Objective
Copy each of the entries below word for word, with no changes.

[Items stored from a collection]
+---+

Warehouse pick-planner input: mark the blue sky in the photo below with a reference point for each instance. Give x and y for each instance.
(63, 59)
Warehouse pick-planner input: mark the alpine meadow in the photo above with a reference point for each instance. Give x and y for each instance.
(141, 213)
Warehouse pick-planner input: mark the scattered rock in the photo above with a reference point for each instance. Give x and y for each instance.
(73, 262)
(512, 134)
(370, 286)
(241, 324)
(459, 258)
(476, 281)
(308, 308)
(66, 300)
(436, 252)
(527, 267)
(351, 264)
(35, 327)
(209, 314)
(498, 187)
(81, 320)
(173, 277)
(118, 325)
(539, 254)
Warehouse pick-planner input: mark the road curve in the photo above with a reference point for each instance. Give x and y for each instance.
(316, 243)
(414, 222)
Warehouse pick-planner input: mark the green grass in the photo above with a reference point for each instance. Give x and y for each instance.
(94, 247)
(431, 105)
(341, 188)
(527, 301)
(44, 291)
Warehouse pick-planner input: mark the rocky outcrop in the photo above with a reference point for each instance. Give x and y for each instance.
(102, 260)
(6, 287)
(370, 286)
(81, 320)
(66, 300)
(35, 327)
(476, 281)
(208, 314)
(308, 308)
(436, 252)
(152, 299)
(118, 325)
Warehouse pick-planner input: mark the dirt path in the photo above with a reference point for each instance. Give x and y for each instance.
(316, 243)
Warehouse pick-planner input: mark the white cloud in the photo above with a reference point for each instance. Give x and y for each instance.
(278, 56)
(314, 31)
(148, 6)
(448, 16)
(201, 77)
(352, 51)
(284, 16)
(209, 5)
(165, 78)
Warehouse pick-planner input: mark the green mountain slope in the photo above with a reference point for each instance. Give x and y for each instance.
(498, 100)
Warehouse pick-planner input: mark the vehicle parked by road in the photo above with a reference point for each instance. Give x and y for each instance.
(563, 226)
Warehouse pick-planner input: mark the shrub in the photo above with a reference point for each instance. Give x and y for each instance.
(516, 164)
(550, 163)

+---+

Completed exercise
Warehouse pick-planner input: mark the blue sky in the photo below with a reference point for each instance. Give x and y for each instance.
(63, 59)
Warehouse pick-planner input: mark the alpine meadow in the photo above with a reference point for each instance. Give x and y for each instance.
(141, 213)
Warehouse pick-planner input: mark the scattered rock in the photo above with a reference point for each instance. Give x and y for each instance.
(73, 262)
(512, 134)
(370, 286)
(241, 324)
(459, 258)
(476, 281)
(308, 308)
(66, 300)
(436, 252)
(527, 267)
(351, 264)
(35, 327)
(209, 314)
(498, 187)
(81, 320)
(173, 277)
(118, 325)
(539, 254)
Warehouse pick-planner input: mark the road curve in the photo above with a reference point for each instance. Give x and y for each instance.
(316, 243)
(414, 222)
Warehouse pick-planner input: mark the green grass in the photo above with a reference point for each instance. Give x and y for each instance.
(94, 247)
(431, 105)
(341, 188)
(527, 301)
(44, 291)
Warehouse pick-planner input: mark the rocky outcrop in the photo above with a reference point for each instance. Give x and y for each instance.
(102, 260)
(6, 287)
(370, 286)
(81, 320)
(66, 300)
(35, 327)
(476, 281)
(208, 314)
(308, 308)
(436, 252)
(152, 299)
(118, 325)
Warehouse pick-planner input: mark the dirt path in the photo above with a reference point for each instance. Give x and y for each instance.
(316, 243)
Warehouse pick-planner input: mark the white cloud in the photo above with a reference point for each instance. Give x and y for each instance.
(278, 56)
(314, 31)
(148, 6)
(448, 16)
(201, 77)
(352, 51)
(284, 16)
(209, 5)
(165, 78)
Warehouse pick-planner input: mark the green mountain slope in the photo above with a reference point for each instance. Give x and y for each instance.
(498, 100)
Warehouse pick-planner input: mark the vehicle parked by road in the photo above with a reference point for each instance. Give x and y for each instance.
(563, 226)
Warehouse pick-planner input: mark the shrub in the photo above with a reference point for each instance. Give x and y for each instance.
(516, 164)
(550, 163)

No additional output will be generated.